▶ **Поставленная задача 1**
Покажите все строки из приведённых ниже данных, содержащие слово «hazy». Регистр букв учитывается.

── Предоставленный текст ──

Вопрос 3214: 18 т.
Когда возникло мусульманство, то почему же сразу не пришли к ним на помощь, чтоб обратить их ко Христу?
Ответ:
Потому что сами не знали истинного Христа. Когда читаешь первый раз Коран, да притом если ещё тебе хорошо известно содержание Библии, то поражаешься, как можно такое было написать вообще – изустные и множественные пересказы Библейских сюжетов, в абсолютно исковерканном виде. Если бы монахи не сидели по кельям в пустынях, не скрывались бы от народа, то Магомет мог быть обращён в истинное христианство, и был бы великим проповедником при его энергии и любви к Богу, с его заботой о спасении души. Проспали, промонашили. И когда уже заполыхало вокруг, полились моря крови, тогда в ответ ничего не выдвинули, как точно такиеже методы борьбы – убить и погубить. Злом начали истреблять зло и вина греков была несравненно больше, чем арабов.
«Известно, что духовная и интеллектуальная встреча Мухаммеда и первых поколений его последователей с христианством была встречей не с государственной православной Церковью, а с монофизитскими и несторианскими общинами, которые составляли большинство христианского населения в Аравии, Египте, Сирии и Месопотамии. До конца эпохи Омейядов эти сирийские и коптские христиане были главными и на практике единственными представителями христианской веры в халифате. И благодаря посредничеству этих общин, а часто с помощью двойного перевода — с греческого на сирийский и с сирийского на арабский, — арабы впервые познакомились с произведениями Аристотеля, Платона, Галена, Гиппократа и Плотина. Среди монофизитов и несториан арабы нашли много управителей, дипломатов и торговцев, тех, кто желал помочь в строительстве империи и часто предпочитал, по крайней мере поначалу, приспособиться к мусульманскому игу, нежели страдать от притеснения, которое было судьбой всех религиозных диссидентов в православной византийской империи.
Первая встреча ислама с православным христианством состоялась на поле битвы, во время войн, в которых, начиная с VII в., арабы противостояли греческим императорам. Таким образом, обе цивилизации, стоявшие лицом к лицу, основывались каждая на своей религиозной идеологии, и каждая из сторон истолковывала отношения и действия другой как обусловленные религией. Так, если Коран призывал к священной войне против «тех, кто приписывает Богу неких сотоварищей» — то есть христиан, верующих в Троицу, — то византийцы, вслед за св. Иоанном Дамаскиным, отплатили пониманием ислама как «предвестника Антихриста». Но, как бы ни были резки эти утверждения, как бы ни был фанатичен призыв к священной войне, постепенно осуществлялось лучшее взаимопонимание благодаря усилиям дипломатии, необходимости сосуществования на территориях со смешанным населением и спокойному размышлению образованных умов. Иоанн Дамаскин и его современники склонялись поэтому к тому, чтобы применить к исламу критерий христианского православия и уподобить ислам христианской ереси, уже осужденной. Итак, Мухаммед был арианином, потому что он отрицал божественность Логоса и Святого Духа; отсюда возможно, что легенда Мухаммеда была привнесена в христианскую религию монахом-арианином. Действительно, в контакт раннего ислама с христианством были вовлечены монофизитские и несторианские общины, но, конечно, не ариане, и имя, приписываемое Иоанном мусульманам — koptai tou Theou («резчики Божии»), потому что они «вырезают» из Бога Логос и Дух, — является ответом мусульманскому обвинению, направленному против христиан, что они “etairiastai — «те, кто допускает сотоварищей Бога». Иоанн затрагивает другой острый вопрос несогласия — вопрос свободной воли и предопределения, и всё его доказательство сопровождается самыми яростными эпитетами, которые он даёт Мухаммеду — «лжепророк», «лицемер», «лжец» и «прелюбодей». Всё это, разумеется, было принято со всеми подробностями другими полемическими авторами.

───

▶ **Поставленная задача 2**
Ответьте на вопросы по приведённому выше тексту о встрече ислама с христианством.
(a) С какими общинами, согласно тексту, произошла встреча Мухаммеда и первых поколений его последователей с христианством?
(b) Начиная с какого века арабы противостояли греческим императорам?
(c) Какие эпитеты Иоанн Дамаскин даёт Мухаммеду?

── Предоставленные данные ──

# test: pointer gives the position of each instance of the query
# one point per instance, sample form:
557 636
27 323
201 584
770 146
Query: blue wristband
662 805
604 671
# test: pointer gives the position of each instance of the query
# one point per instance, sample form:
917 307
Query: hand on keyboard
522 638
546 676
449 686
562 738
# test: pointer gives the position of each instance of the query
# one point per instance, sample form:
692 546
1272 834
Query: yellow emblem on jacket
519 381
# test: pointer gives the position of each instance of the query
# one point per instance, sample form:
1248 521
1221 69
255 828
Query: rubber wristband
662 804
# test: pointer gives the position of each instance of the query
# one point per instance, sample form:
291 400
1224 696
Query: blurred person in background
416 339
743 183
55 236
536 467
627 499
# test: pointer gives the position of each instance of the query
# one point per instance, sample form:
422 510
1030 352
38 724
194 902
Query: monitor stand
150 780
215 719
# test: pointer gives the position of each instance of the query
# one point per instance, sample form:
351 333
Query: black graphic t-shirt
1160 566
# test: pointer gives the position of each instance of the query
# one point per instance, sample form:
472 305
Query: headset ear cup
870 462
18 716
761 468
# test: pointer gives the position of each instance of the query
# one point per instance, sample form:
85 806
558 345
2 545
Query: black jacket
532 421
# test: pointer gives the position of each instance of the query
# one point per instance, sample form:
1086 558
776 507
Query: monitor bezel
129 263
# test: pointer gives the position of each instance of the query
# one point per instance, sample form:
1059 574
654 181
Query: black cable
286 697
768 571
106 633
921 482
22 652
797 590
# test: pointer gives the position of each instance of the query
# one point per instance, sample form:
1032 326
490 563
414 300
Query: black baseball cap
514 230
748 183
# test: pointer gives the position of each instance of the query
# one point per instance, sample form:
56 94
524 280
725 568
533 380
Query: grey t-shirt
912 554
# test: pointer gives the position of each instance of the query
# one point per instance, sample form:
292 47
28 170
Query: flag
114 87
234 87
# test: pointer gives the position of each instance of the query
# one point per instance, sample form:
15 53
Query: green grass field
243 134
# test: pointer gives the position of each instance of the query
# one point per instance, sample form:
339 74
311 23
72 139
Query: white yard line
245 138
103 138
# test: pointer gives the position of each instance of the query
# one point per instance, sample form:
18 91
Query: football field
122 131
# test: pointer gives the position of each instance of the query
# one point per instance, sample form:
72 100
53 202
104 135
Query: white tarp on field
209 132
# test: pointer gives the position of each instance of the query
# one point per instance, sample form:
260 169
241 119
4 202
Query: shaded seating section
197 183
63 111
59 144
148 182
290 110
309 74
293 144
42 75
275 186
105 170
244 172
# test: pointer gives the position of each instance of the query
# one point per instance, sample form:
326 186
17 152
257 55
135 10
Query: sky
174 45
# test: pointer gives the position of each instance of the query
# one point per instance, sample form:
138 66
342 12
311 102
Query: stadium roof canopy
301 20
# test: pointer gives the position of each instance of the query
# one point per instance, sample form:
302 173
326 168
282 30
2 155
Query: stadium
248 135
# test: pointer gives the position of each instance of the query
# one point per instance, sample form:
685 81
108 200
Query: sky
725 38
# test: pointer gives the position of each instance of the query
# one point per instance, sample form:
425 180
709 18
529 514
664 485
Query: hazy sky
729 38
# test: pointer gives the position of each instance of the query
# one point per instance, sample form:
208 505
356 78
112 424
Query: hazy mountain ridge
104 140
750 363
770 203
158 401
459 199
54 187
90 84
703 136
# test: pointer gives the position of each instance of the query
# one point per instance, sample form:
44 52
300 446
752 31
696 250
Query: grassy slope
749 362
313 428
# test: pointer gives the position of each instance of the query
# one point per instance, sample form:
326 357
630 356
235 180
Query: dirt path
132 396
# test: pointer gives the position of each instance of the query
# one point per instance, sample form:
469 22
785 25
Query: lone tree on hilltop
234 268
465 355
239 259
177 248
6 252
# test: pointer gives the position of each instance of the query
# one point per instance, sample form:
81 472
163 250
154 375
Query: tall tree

───

▶ **Образец ответа 1**
Query: hazy sky
Query: hazy mountain ridge

▶ **Образец ответа 2**
(a) С монофизитскими и несторианскими общинами.
(b) С VII в.
(c) «Лжепророк», «лицемер», «лжец» и «прелюбодей».